Lighting up on the plane – sounds like a terrible idea now. Yet until at least the late 1980s, it was allowed (and even encouraged). The smoking ban hit planes about twenty years before it was enforced in pubs and restaurants here in the UK. However weird you think in-flight smoking would’ve been – trust me, it’s weirder.
To be honest, it seems pretty strange to me that smoking on planes was ever a thing – even before we knew how unhealthy cigarette smoke is. I mean, as an ex-smoker I can understand that long international flights are a minefield of nicotine withdrawal symptoms – safe to say smokers probably make bad flight attendants!
For non-smokers though, surely the idea of being trapped in a metal tube of second-hand smoke thousands of feet above the ground as you’re jetted off to California is kind of… Off-putting, right? Let’s check it out…
Like I said – air travel before the smoking ban seems pretty strange compared to today.
When the first commercial flights took off, smoking was forbidden. Why? Because it turns out lit cigarettes and wooden aircraft aren’t a good mix! Made highly flammable canvas, it’s not hard to see why you might want to ban smoking on these flight decks.
Once the enclosed cabin was invented, aircraft were no longer limited to domestic flights. In the United States, passengers were jetting around from New York to Los Angeles. The first half of the 20th century was truly the golden age of in-flight smoking. Passengers would complain that their cigarettes tasted different – thin air at higher altitudes meant they would burn slower.
Unbelievably (according to an extract from Flying Across America: The Airline Passenger Experience by Daniel Rust) – and I never thought I’d write this – the “practice of tossing lit cigarettes out of aircraft windows became troublesome…” What?! How do they even open the windows?
During this time United Airlines would provide complimentary cigars on their men-only service – which is a pretty good indication of how much times have changed since. Surely this is ludicrous – right?
Although some flights had smoking areas and non-smoking sections, being a part of the flight crew was still a pretty terrible job. “Suitcases, uniforms, hair – all stunk from cigarette smoke” – that’s Tracy Sear, a flight attendant from US Airways. People who worked on aeroplanes began to suffer from all of the smoking issues that we now know can negatively affect your health.

-------

PROBLEM STATEMENT:
According to the text on in-flight smoking, why did cigarettes burn slower at higher altitudes? The items that come next have no connection to the text on in-flight smoking.

-------

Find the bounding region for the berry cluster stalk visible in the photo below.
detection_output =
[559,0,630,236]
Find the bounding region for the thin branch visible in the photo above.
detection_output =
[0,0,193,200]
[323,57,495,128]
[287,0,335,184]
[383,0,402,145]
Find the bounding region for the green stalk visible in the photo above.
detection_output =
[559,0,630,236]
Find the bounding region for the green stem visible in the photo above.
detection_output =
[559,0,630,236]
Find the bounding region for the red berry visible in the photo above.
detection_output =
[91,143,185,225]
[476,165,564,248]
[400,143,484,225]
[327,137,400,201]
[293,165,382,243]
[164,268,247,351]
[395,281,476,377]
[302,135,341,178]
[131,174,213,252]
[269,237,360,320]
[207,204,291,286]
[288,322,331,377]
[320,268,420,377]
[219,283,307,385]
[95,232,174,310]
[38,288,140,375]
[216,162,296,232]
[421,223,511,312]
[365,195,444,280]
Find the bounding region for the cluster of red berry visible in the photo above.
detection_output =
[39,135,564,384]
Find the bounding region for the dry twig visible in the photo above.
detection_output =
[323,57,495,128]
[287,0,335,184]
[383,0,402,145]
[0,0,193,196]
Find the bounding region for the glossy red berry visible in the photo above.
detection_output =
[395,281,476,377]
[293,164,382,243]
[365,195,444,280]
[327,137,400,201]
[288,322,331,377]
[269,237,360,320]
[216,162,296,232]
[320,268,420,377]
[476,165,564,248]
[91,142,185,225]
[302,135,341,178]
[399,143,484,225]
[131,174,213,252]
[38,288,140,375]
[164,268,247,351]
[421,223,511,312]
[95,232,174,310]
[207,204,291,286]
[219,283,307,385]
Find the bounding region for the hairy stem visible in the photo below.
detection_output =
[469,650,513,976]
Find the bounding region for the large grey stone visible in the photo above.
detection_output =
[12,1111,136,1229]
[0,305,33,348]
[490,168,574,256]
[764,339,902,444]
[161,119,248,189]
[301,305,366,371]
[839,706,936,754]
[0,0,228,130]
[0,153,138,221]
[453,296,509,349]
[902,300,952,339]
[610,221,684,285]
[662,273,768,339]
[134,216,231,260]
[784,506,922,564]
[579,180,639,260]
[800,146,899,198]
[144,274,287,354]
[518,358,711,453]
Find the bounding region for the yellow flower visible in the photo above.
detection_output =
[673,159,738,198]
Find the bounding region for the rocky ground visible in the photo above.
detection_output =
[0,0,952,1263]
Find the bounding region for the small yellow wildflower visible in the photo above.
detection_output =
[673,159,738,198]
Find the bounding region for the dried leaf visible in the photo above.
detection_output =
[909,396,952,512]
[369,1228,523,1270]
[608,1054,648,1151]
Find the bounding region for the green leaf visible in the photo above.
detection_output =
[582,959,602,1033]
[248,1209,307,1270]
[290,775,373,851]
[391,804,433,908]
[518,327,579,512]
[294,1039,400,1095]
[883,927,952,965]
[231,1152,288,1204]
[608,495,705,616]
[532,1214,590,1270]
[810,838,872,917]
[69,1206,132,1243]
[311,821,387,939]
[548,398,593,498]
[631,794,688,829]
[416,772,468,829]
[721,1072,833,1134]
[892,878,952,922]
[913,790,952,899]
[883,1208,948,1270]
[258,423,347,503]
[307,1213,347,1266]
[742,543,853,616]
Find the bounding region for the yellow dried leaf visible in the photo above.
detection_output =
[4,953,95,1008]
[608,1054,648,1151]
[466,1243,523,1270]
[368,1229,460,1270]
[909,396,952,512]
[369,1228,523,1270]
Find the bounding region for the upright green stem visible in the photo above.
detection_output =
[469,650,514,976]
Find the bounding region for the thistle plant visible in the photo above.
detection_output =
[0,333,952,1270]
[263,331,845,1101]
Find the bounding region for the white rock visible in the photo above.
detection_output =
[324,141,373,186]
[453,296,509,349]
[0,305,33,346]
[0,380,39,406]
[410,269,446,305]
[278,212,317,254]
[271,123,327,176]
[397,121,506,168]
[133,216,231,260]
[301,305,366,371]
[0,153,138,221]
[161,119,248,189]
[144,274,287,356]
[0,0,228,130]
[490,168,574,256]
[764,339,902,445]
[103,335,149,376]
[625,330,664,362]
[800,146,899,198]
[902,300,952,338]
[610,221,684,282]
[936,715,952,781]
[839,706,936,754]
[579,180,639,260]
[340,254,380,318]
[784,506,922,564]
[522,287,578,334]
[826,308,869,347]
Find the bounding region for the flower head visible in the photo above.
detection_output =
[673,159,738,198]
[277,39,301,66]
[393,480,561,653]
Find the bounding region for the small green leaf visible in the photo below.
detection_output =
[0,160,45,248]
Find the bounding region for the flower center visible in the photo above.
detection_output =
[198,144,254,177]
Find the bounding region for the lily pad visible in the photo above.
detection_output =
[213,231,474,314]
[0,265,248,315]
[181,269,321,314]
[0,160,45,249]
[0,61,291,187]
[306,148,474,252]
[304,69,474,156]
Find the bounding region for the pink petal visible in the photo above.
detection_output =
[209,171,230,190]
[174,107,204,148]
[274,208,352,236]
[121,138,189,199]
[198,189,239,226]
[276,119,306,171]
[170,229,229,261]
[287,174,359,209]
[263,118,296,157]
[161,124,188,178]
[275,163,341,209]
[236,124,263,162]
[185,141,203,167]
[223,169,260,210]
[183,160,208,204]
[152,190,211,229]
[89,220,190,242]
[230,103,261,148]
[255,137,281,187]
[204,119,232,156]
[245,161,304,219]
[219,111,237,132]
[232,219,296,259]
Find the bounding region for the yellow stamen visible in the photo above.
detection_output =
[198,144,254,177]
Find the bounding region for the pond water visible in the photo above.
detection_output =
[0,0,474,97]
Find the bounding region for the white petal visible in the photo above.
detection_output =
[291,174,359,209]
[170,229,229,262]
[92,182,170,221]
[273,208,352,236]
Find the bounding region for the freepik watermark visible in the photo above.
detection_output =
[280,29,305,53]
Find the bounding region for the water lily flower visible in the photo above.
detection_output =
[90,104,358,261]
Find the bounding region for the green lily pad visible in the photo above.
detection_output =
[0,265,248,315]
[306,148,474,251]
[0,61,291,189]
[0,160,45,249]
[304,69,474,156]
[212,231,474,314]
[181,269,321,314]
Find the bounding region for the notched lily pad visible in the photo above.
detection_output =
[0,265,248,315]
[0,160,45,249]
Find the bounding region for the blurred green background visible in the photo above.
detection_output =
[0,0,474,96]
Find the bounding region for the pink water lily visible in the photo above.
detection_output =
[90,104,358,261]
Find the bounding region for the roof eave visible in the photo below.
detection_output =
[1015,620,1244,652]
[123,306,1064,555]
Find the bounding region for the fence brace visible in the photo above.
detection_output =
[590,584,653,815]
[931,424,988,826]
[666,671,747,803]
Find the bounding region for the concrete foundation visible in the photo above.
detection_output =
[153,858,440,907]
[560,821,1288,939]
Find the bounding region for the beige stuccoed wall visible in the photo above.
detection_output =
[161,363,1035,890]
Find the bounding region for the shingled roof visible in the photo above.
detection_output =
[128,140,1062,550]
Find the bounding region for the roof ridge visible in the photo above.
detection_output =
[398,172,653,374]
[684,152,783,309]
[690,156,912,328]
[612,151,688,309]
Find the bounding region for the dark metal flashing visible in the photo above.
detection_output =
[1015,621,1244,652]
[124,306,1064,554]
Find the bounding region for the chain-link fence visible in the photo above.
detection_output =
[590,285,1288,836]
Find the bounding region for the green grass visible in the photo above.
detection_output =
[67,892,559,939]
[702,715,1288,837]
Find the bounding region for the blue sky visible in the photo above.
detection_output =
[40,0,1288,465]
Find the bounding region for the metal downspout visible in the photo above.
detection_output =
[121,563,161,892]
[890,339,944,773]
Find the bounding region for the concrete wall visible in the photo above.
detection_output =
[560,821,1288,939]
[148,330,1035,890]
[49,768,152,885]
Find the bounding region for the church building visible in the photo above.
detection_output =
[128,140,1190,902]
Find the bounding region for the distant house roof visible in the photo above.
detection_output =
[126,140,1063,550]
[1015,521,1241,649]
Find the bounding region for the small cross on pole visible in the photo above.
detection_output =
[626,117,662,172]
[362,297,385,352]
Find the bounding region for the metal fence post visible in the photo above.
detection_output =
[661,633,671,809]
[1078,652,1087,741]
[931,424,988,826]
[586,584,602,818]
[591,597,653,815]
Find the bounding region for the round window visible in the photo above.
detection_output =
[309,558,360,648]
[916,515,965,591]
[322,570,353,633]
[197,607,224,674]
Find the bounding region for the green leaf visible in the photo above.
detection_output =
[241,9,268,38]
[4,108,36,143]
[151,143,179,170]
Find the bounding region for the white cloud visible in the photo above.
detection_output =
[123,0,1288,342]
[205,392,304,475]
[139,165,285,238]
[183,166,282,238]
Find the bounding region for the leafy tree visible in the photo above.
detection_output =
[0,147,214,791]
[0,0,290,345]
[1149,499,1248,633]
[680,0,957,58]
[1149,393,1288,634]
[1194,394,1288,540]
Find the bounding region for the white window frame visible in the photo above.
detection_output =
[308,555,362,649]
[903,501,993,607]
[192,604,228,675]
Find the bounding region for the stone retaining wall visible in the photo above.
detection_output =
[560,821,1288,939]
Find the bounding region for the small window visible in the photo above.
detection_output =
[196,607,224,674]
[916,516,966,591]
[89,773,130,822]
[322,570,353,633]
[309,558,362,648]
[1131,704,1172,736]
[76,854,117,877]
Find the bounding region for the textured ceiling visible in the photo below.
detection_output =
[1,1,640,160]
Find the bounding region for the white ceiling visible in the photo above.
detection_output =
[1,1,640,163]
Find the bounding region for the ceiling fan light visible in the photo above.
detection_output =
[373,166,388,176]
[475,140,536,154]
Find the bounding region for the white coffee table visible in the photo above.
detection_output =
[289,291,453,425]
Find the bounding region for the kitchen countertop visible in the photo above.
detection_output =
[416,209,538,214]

-------

WORKED SOLUTION:
The air was thin at higher altitudes.